## Supplied entries:
[Start of Attachment]

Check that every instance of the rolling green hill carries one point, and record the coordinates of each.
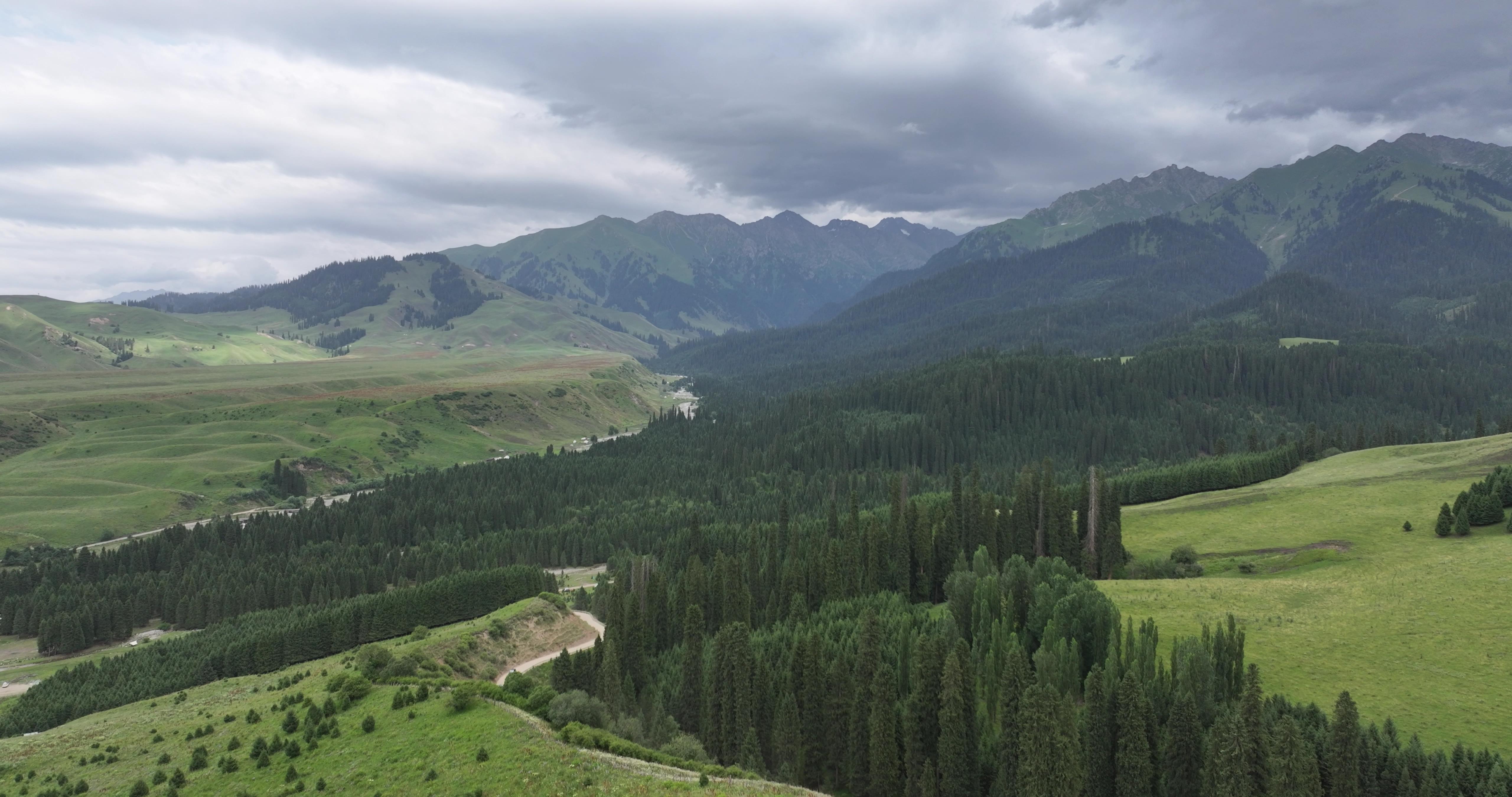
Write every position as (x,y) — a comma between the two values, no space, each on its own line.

[End of Attachment]
[Start of Attachment]

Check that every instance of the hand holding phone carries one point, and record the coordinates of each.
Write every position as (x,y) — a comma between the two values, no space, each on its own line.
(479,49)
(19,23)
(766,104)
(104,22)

[End of Attachment]

## What is required:
Filter the listing above down to the lines that contain the word "coordinates".

## Response:
Check that every instance of the rolling green hill carries one point, and record the coordinates of each.
Check that every instance of the hand holding phone carries one point, and record the coordinates of each.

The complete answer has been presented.